Problem to solve: Repeat exactly the lines that run from the one containing "column 152, row 208" to the end of the data, and leave out all others.

Stored entries
————

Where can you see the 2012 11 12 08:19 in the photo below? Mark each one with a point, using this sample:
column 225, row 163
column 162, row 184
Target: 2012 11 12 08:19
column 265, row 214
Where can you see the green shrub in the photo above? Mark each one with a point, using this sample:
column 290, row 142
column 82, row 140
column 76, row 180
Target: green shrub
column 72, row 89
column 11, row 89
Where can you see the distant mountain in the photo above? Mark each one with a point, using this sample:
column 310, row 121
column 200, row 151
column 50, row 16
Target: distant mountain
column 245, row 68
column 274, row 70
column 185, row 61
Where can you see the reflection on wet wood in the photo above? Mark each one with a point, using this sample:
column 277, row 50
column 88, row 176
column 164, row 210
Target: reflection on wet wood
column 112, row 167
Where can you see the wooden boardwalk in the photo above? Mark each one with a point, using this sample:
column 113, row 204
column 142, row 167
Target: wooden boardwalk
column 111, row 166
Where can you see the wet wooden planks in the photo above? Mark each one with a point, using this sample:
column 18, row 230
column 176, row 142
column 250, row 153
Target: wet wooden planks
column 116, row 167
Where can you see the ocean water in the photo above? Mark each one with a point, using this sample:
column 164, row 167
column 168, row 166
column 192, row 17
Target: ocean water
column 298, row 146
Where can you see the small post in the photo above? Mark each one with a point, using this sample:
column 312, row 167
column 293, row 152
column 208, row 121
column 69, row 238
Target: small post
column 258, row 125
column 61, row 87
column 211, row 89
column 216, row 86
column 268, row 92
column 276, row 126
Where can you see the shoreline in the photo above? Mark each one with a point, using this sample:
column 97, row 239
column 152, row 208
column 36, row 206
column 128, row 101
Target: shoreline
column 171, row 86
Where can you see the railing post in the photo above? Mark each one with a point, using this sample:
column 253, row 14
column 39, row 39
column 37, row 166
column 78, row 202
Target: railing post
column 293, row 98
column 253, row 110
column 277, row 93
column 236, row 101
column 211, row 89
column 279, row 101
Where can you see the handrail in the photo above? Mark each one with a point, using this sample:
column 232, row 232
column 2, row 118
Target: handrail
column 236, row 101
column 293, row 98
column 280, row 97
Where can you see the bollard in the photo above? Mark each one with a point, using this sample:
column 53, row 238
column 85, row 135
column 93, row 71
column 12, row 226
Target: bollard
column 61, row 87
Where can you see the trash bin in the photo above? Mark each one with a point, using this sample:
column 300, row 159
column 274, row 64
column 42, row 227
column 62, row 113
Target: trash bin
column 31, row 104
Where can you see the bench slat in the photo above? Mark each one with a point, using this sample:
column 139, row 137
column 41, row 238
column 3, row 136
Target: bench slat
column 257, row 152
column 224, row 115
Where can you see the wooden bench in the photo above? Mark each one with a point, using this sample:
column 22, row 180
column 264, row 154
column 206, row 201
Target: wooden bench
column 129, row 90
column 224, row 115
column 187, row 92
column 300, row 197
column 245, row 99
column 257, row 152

————

Result of the exercise:
column 152, row 208
column 36, row 206
column 128, row 101
Target: shoreline
column 171, row 86
Where can you see the railing post in the photo above? Mark each one with a point, using this sample:
column 253, row 14
column 39, row 39
column 37, row 166
column 78, row 202
Target: railing post
column 293, row 98
column 253, row 110
column 277, row 93
column 236, row 101
column 211, row 89
column 279, row 101
Where can you see the handrail in the photo above? Mark each one with a point, using this sample:
column 232, row 232
column 2, row 118
Target: handrail
column 236, row 101
column 293, row 98
column 280, row 97
Where can you see the bollard in the photo above? Mark each one with a point, using this sample:
column 53, row 238
column 85, row 135
column 93, row 71
column 12, row 226
Target: bollard
column 61, row 87
Where can you see the trash bin in the photo above? Mark each one with a point, using this sample:
column 300, row 159
column 274, row 64
column 42, row 227
column 62, row 113
Target: trash bin
column 31, row 104
Where can you see the bench slat in the photo above? Mark each one with a point, using this sample:
column 139, row 137
column 41, row 238
column 3, row 136
Target: bench slat
column 257, row 152
column 224, row 115
Where can you see the wooden bench in the photo above? Mark each one with a point, using this sample:
column 22, row 180
column 264, row 154
column 206, row 201
Target: wooden bench
column 129, row 90
column 224, row 115
column 187, row 92
column 300, row 197
column 245, row 99
column 257, row 152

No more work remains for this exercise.